This is not the time to become complacent about green building. Occasional news about green roofs, solar panels and recycling bins are not going to bring the gains needed to maintain a healthier, more sustainable society.
Recent projections from the U.S. Energy Information Administration (EIA) bring a mixed message. Their experts see energy use throughout the country increasing in the coming years, but not as quickly as floorspace. That means we are becoming more efficient in our energy usage – but not quickly enough to reduce the amount we are using. Total commercial energy use is projected to increase 22% by 2050 over 2020. During that same time, commercial floorspace will increase 33%, the report projects.
The good news is that more of the nation’s energy is coming from renewable sources such as solar and, increasingly, wind, according to the EIA. In 2020, consumption of renewable energy grew for the fifth year in a row to reach 12% of all energy consumed.
The benefits of a green building to the environment and the community surrounding it are obvious. More and more, businesses and other institutions are discovering that a sustainable building can create a healthy environment that also benefits the health and the happiness of the employees who work in its offices.
A survey released by the U.S. Green Building Council in 2018 showed that 85 percent of employees in buildings with the association’s Leadership in Energy and Environmental Design (LEED) certification said that access to quality outdoor views and natural sunlight boosts their overall productivity and happiness. Eighty percent said the enhanced air quality improves their physical health and comfort.
At LeChase’s New York Metro office in Armonk, we enjoy these benefits every day.
We are now celebrating 10 years of working in a building that sets an excellent example of what can be achieved in sustainability. Constructed in 2011, the building was the first building in Westchester to receive the LEED Platinum® certification for commercial interiors, meeting the most stringent of the Green Building Council’s criteria. At the time it was one of only 86 projects nationally to receive this honor.
In 2015, LeChase acquired the company that occupied the building, and it has been the regional office ever since.
Low-flow toilets and faucets with proximity sensors cut water usage. Lighting innovations include high-efficiency LED fixtures and daylight and occupancy sensors. Counters are made from recycled milk cartons, floors from recycled tires. Roof solar panels supply energy.
Everyone in our office enjoys natural light at their work station, either with direct views outside, or with sun tubes that direct the light to interior spaces. To those who have not had this benefit before coming to work to us, it is a pleasant surprise. The benefit is at least as important, if not more so, than the very real savings we see in energy use and cost.
For employees who prefer to commute by pedal power rather than motor vehicle, we offer a bicycle rack and shower facilities.
New innovations, and advances in sustainable elements that have been around for a while, make it possible to attack the energy problem on both fronts – reducing energy use, and deriving more power from sustainable sources. At LeChase, we pursue both goals. Here are just a few of the sustainable and environmentally friendly aspects incorporated into buildings we have constructed:
- Clean energy from solar panels and fuel cells, which convert hydrogen into electricity, with heat and water as the only byproducts.

SUPPLIED MATERIAL:
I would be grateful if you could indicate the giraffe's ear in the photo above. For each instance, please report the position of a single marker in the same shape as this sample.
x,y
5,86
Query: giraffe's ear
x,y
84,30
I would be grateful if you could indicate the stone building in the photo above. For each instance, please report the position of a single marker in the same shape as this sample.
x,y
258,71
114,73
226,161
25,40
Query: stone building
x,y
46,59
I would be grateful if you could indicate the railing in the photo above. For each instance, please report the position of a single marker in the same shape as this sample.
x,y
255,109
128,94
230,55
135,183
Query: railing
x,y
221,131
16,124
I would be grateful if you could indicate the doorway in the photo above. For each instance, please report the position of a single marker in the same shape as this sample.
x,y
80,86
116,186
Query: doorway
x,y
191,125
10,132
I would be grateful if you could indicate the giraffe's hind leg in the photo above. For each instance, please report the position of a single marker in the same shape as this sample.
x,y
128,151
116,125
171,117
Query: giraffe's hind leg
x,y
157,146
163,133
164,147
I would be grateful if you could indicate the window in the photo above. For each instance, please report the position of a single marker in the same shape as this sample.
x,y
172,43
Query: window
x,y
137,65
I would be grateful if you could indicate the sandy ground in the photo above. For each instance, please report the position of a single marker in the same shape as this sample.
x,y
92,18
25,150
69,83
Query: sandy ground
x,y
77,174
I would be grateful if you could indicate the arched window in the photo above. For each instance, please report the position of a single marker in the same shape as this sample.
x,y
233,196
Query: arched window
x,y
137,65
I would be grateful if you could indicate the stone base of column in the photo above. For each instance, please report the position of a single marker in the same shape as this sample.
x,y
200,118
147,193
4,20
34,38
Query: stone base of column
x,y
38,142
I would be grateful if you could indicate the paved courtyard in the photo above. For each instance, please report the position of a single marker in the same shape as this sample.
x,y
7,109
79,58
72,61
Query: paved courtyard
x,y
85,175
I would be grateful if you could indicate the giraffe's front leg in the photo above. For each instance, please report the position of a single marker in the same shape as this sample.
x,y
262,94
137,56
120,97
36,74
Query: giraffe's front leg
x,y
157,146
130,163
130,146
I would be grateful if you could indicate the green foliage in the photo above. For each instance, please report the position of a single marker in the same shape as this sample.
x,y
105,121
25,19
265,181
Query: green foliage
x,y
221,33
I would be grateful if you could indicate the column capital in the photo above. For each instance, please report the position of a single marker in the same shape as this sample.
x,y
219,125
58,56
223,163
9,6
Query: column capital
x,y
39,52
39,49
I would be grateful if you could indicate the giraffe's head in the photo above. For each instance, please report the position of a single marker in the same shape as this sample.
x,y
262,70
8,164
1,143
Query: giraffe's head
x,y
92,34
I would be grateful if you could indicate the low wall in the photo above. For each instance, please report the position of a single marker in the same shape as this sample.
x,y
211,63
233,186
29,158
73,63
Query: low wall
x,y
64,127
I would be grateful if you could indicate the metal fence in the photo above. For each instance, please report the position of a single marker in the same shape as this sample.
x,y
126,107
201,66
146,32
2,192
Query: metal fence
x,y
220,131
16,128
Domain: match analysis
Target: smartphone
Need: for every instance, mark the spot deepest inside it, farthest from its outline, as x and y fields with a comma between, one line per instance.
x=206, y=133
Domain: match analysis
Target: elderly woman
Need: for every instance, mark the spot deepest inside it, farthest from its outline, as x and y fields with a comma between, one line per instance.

REQUIREMENT 1: Name every percentage figure that appears in the green building text, in the order given.
REQUIREMENT 2: Reproduce the stretch of the green building text from "Low-flow toilets and" through "use and cost.".

FINAL ANSWER 1: 22%, 33%, 12%, 85 percent, Eighty percent

FINAL ANSWER 2:
Low-flow toilets and faucets with proximity sensors cut water usage. Lighting innovations include high-efficiency LED fixtures and daylight and occupancy sensors. Counters are made from recycled milk cartons, floors from recycled tires. Roof solar panels supply energy.
Everyone in our office enjoys natural light at their work station, either with direct views outside, or with sun tubes that direct the light to interior spaces. To those who have not had this benefit before coming to work to us, it is a pleasant surprise. The benefit is at least as important, if not more so, than the very real savings we see in energy use and cost.